=== Challenge 1 ===
According to the press release, which company is releasing WOLF WARRIOR on Blu-ray, DVD and Digital HD?

=== Selected excerpt ===
# WOLF WARRIOR hits BD, DVD & Digital HD Sept. 1 2015



## Mike Edwards (Mar 10, 2011)

An Elite Squad of Mercenaries Just Met Their Deadliest Target

*WOLF WARRIOR*



Directed by and Starring Wu Jing,
Also Starring British Martial Arts Sensation Scott Adkins



The Action-Packed War Drama

Debuts on Blu-ray™, DVD & Digital HD Sept. 1





PLANO, Texas. (July 13, 2015) – The action-packed war drama WOLF WARRIOR, Wu Jing’s second film as a director (following Legendary Assassin), debuts on Blu-ray™, DVD and Digital HD Sept. 1 from Well Go USA Entertainment. In addition to his directing duties, Wu Jing (Badges of Fury, Shaolin) also stars as a Chinese Special Forces soldier with extraordinary marksmanship who is expelled from the army and joins a mysterious troupe of insurgents known as the Wolf Warriors. Yu Nan
(The Expendables 2, The Taking of Tiger Mountain) plays the formidable female captain of the insurgents, while British martial arts sensation Scott Adkins (Zero Dark Thirty, The Bourne Ultimatum) plays a foreign mercenary out to capture Wu. WOLF WARRIOR also stars Kyle Shapiro (Wolves), Ni Dahong
(Curse of the Golden Flower) and Kevin Lee (Pound of Flesh)

=== Source material ===
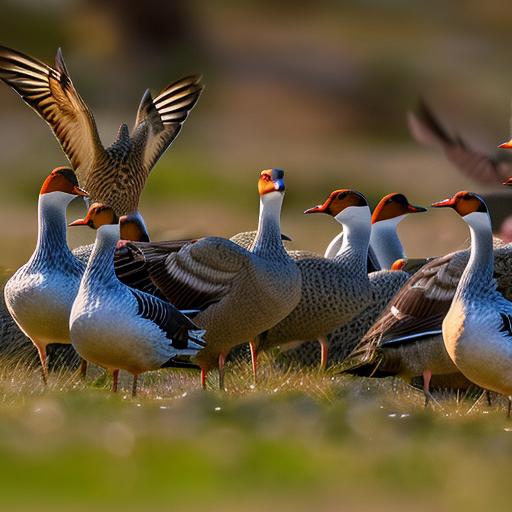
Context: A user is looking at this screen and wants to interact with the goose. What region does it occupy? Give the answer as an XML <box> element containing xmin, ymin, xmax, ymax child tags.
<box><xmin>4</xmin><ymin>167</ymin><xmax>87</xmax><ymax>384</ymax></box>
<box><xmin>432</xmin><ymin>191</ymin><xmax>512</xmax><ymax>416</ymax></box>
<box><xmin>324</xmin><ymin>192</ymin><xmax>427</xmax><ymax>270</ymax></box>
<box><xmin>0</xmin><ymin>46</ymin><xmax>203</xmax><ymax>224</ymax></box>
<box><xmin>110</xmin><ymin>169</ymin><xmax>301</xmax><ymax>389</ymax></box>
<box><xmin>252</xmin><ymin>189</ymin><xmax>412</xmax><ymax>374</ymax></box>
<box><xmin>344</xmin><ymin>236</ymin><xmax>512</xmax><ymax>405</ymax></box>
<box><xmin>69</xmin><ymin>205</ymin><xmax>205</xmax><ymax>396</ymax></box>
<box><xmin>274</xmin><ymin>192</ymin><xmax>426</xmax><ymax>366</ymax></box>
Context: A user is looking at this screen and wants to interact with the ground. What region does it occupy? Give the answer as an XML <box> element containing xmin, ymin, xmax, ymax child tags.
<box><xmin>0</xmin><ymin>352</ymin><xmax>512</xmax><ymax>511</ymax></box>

* * *

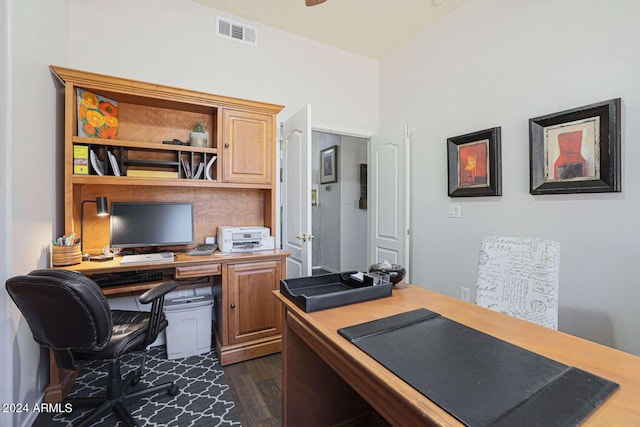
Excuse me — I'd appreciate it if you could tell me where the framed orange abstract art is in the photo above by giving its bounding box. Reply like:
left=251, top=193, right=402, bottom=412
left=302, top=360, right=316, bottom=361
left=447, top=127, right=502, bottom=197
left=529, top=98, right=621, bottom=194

=== Challenge 2 ===
Count how many lines of the listing contain the string "answer", matching case exactly, and give only the number.

=== Exercise output 1 ===
Well Go USA Entertainment

=== Exercise output 2 ===
2